DIRECTIONS FOR THIS TASK | Copy out the lines of the rows below, from the line that contains "Would you kindly put a point on the white" through the line that contains "point(331, 266)", inclusive, leaving the requests and their sample points as they are. Shift every coordinate in the answer points up by 89.

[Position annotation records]

[Begin]

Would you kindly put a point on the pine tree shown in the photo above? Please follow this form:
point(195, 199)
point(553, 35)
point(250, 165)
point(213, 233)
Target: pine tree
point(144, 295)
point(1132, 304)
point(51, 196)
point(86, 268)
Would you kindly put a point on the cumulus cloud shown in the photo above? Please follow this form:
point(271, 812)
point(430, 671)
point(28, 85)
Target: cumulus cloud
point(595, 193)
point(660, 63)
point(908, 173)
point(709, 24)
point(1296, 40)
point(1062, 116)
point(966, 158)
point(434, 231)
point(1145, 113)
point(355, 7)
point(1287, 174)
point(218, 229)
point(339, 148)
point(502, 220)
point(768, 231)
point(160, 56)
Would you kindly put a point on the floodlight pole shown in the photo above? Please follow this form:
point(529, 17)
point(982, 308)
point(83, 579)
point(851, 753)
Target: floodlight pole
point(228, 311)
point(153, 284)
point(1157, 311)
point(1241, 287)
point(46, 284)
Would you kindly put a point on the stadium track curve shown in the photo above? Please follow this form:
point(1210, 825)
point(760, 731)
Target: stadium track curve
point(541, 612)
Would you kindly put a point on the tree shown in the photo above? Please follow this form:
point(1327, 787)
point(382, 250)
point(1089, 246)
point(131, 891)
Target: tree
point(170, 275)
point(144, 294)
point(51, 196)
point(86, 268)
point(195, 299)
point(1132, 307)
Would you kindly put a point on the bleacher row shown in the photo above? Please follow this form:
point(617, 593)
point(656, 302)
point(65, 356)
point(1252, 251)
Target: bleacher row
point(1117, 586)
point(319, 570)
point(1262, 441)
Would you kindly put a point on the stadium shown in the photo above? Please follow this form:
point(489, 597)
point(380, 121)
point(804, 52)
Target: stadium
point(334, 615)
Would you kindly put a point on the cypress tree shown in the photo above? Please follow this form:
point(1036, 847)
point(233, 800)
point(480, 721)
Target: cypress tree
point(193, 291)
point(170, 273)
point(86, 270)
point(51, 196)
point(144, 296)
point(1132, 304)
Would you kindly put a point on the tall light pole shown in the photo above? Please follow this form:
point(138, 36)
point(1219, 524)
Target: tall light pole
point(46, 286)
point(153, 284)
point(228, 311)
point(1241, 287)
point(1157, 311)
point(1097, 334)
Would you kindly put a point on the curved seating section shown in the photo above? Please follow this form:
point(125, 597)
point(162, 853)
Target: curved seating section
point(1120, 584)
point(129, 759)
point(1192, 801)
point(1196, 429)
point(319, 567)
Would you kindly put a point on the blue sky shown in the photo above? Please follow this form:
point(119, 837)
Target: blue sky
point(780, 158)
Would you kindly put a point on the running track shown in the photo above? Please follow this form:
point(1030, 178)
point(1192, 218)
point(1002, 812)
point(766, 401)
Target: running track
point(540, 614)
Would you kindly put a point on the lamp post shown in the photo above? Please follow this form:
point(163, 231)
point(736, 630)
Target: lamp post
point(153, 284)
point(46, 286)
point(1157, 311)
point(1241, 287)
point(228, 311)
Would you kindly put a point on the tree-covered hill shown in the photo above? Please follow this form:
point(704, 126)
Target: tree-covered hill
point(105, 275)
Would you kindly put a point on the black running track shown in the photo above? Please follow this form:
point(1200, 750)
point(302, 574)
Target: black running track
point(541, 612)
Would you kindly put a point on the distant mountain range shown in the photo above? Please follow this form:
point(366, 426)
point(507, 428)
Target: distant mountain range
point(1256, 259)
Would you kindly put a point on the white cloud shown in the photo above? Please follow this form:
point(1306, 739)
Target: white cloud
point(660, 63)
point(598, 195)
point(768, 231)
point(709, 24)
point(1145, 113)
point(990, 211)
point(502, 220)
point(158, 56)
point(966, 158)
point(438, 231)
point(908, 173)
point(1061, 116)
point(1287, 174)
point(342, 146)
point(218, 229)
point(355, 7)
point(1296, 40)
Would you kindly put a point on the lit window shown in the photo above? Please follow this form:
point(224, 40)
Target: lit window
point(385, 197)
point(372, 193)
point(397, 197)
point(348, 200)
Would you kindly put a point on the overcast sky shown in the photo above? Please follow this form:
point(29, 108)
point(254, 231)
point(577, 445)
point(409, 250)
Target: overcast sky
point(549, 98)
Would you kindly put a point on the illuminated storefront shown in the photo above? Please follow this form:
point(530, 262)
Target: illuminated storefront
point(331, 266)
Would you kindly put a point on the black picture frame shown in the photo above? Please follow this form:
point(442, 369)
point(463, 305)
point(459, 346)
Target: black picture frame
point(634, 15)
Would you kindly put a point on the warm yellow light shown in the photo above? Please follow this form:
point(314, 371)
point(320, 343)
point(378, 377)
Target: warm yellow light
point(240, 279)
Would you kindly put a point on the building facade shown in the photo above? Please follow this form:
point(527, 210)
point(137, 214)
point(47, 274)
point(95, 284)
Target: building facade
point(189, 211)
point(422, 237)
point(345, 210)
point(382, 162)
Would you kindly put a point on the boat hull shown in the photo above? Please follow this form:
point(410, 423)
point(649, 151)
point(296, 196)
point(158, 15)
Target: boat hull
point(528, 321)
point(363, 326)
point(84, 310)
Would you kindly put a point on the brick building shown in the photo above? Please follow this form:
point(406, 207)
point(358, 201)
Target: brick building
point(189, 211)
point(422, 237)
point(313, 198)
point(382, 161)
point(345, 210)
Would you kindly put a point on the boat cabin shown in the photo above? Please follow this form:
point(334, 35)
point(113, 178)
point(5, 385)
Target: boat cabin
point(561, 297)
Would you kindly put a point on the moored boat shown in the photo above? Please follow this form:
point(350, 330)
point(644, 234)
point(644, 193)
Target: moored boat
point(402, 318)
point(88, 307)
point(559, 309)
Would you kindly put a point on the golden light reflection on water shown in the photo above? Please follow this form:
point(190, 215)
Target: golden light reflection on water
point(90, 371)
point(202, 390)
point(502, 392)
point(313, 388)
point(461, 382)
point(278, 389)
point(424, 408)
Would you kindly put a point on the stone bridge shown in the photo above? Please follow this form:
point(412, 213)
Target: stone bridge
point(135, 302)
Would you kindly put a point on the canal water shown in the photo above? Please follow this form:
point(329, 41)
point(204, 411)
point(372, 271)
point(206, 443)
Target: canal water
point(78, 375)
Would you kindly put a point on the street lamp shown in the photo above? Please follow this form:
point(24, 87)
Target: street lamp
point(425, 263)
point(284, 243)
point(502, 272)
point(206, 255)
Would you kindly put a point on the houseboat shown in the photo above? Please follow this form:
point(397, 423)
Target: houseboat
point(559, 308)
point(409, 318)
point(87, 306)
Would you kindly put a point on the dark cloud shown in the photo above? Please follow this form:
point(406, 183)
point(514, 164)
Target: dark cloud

[End]

EXERCISE RESULT |
Would you kindly put a point on the white cloud shown in the photo above? Please follow this form:
point(1306, 739)
Target: white cloud
point(749, 152)
point(687, 284)
point(857, 320)
point(798, 113)
point(1234, 202)
point(1079, 300)
point(591, 309)
point(247, 145)
point(1055, 247)
point(527, 320)
point(997, 262)
point(1150, 205)
point(1376, 263)
point(431, 235)
point(307, 318)
point(444, 96)
point(1385, 129)
Would you kindly put a point on the lit window shown in the photo above? Please follow this form:
point(224, 40)
Target: lit window
point(474, 286)
point(461, 282)
point(486, 286)
point(437, 289)
Would you kindly put a point on the overcast sky shown in the photo above? Please follow this form:
point(29, 108)
point(254, 231)
point(577, 445)
point(409, 250)
Target: overcast sky
point(638, 187)
Would you kindly put a point on the illuminated storefront shown in the photo above? Please follow this form:
point(530, 262)
Target: illuminated storefront
point(420, 355)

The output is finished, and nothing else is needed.